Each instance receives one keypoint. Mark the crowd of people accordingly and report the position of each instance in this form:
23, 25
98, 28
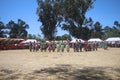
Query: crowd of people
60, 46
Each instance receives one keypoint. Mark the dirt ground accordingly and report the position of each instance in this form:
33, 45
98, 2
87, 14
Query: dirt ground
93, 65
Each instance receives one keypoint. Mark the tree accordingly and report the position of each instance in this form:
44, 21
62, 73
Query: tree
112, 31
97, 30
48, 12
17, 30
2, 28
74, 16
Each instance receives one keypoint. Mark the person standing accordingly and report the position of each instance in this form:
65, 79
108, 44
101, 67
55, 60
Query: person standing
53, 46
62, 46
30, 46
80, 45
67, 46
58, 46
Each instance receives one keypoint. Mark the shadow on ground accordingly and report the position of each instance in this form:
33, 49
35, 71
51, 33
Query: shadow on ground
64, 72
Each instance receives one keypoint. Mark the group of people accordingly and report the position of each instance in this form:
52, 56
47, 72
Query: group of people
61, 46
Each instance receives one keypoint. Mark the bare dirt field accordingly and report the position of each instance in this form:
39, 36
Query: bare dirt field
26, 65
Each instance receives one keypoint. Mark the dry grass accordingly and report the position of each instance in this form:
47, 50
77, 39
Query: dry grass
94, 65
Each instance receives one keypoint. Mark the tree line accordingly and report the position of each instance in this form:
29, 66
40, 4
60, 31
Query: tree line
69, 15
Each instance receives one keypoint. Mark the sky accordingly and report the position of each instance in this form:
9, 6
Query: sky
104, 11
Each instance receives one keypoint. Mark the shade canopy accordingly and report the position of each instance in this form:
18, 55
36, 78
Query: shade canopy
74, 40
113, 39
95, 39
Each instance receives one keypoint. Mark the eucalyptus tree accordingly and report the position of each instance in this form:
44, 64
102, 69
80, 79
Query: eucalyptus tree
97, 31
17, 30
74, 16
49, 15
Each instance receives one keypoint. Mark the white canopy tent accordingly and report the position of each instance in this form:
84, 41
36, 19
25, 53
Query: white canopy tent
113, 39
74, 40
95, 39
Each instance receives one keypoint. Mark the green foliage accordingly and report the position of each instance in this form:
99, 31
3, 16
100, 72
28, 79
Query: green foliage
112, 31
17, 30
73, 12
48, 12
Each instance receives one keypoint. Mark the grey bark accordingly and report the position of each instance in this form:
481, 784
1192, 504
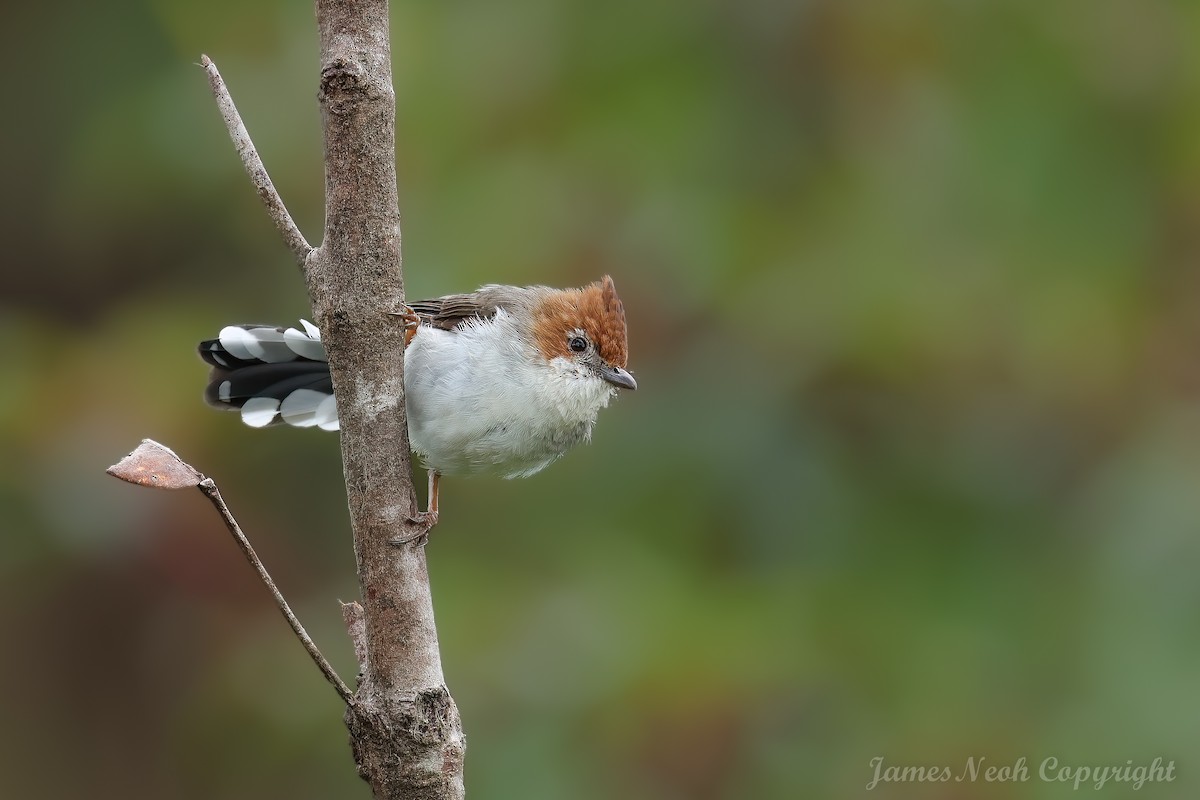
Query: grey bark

- - - - -

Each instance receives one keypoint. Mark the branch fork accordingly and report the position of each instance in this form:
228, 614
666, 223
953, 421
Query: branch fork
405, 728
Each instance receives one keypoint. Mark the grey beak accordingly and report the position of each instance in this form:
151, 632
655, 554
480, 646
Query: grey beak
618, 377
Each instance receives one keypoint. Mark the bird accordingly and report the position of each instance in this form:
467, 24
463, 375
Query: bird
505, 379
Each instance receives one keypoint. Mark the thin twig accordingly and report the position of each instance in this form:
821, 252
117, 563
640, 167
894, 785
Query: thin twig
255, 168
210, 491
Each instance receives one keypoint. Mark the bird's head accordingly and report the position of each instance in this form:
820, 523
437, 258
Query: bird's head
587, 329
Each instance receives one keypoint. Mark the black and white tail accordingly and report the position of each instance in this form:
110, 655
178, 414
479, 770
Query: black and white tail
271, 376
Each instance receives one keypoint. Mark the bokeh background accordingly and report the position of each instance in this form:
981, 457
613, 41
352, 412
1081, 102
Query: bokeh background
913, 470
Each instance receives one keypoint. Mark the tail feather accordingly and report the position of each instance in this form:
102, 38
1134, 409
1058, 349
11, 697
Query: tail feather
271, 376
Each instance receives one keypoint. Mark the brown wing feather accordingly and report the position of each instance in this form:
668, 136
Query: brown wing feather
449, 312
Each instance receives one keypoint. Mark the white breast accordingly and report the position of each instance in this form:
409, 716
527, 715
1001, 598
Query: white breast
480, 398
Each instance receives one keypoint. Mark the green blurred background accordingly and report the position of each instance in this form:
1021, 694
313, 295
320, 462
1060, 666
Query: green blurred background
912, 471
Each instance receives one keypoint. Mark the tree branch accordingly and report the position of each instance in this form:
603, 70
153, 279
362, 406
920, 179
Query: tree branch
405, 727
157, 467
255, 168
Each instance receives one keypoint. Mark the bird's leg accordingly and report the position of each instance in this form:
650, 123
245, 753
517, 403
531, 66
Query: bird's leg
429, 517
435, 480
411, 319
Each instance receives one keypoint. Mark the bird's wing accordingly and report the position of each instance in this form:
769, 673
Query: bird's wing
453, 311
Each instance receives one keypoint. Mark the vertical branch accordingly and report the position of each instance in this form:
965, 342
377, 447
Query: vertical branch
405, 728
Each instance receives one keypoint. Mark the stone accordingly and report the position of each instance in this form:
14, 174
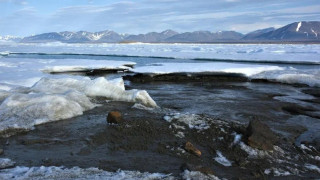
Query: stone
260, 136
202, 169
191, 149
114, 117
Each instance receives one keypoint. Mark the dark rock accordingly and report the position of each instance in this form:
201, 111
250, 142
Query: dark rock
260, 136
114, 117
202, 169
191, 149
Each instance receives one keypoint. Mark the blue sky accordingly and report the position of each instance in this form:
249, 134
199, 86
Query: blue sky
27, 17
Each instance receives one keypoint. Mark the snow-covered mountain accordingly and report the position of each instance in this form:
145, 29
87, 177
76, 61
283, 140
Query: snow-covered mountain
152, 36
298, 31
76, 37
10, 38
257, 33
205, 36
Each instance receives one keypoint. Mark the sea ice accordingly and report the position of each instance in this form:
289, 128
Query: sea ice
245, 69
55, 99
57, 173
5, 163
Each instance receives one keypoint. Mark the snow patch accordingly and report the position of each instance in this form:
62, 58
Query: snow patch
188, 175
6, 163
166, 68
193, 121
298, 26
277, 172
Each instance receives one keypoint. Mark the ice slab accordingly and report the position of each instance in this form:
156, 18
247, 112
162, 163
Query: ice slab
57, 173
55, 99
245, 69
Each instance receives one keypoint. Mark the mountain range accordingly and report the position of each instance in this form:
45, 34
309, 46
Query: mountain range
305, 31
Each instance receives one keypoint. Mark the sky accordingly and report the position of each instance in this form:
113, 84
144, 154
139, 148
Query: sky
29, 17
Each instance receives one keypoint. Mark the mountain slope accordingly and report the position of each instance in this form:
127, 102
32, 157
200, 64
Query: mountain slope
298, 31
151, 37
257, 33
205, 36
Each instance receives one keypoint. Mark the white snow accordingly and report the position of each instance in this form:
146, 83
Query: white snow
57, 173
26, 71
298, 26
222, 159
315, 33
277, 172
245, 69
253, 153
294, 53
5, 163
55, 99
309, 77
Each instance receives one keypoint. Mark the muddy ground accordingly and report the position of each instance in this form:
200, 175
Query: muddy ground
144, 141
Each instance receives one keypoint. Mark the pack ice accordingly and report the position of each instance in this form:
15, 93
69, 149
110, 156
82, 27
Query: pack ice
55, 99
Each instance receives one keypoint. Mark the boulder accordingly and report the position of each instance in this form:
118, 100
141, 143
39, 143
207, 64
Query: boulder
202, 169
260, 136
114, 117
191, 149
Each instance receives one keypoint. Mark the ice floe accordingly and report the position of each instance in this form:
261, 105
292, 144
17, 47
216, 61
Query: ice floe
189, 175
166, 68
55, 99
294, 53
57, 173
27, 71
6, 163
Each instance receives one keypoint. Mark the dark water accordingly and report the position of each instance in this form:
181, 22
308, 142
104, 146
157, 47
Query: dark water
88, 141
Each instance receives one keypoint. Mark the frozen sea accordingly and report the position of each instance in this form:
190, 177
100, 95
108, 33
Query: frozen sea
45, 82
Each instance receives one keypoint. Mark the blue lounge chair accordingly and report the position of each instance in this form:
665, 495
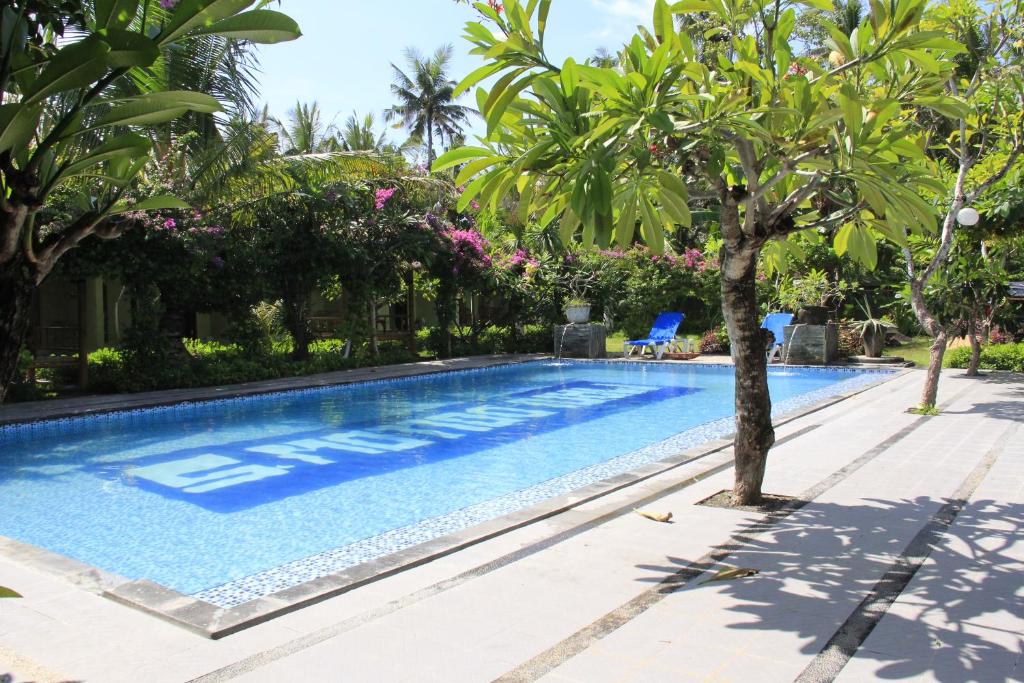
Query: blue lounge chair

- - - - -

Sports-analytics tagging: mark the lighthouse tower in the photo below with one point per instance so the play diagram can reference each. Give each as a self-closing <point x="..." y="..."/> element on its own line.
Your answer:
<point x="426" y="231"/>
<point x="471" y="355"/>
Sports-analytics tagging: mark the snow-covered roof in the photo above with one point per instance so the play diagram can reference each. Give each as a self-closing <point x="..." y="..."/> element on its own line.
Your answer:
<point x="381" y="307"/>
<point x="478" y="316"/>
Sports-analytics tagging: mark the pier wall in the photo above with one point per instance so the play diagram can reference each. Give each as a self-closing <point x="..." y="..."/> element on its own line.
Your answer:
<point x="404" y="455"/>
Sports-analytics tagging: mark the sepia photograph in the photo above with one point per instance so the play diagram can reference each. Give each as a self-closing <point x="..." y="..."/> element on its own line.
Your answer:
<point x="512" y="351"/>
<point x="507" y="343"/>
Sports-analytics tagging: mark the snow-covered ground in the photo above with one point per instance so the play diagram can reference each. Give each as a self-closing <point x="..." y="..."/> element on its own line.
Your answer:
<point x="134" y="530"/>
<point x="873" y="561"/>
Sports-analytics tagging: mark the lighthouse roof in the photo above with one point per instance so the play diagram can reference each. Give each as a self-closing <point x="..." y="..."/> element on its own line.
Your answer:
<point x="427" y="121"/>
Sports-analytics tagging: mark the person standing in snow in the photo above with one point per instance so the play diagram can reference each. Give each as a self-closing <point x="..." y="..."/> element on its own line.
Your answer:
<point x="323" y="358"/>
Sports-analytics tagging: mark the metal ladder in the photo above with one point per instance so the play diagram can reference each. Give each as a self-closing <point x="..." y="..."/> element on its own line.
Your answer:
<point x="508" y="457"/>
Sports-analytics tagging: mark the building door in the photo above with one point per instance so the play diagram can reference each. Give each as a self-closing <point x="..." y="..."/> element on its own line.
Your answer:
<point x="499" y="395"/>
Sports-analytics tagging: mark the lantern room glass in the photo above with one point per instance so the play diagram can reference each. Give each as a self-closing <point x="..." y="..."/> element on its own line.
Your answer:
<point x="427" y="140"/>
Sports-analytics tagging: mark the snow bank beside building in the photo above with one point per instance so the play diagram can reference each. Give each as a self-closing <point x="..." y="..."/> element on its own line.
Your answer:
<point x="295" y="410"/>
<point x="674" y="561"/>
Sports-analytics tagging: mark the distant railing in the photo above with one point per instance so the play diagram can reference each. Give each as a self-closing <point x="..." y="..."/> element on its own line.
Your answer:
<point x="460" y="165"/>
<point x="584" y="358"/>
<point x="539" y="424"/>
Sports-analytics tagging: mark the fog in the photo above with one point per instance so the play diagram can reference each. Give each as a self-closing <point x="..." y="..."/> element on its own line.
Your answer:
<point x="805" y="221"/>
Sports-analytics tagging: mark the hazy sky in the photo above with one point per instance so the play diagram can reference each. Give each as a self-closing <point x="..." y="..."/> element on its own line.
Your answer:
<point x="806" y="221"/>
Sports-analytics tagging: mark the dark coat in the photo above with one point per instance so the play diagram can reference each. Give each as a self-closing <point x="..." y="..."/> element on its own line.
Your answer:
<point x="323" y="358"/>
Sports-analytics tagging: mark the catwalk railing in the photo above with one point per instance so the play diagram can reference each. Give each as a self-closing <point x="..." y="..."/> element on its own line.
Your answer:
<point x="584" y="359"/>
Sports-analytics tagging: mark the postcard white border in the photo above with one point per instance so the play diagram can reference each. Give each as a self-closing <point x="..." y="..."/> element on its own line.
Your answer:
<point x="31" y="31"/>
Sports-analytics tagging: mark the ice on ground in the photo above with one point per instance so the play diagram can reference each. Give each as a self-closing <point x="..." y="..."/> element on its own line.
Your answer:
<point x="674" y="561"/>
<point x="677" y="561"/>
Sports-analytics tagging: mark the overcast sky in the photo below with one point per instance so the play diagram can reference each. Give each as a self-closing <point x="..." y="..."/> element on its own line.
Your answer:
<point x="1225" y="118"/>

- - - - -

_Your objective_
Everything from the line with "Each instance receives one keypoint. Mark the green foliage" through the line with "Query: grey bark" in the material above should be transcribed exactly, except the pictures.

_Your response_
Each instance receives one keypoint. Mark the green foliage accordingly and report the position of each instance in this form:
99, 31
3, 16
100, 72
28, 79
Query: green foliage
112, 31
17, 30
73, 12
48, 12
Each instance receives one keypoint. Mark the grey bark accordingly and report the position of each instance in this form:
481, 784
1192, 504
Query: grey bark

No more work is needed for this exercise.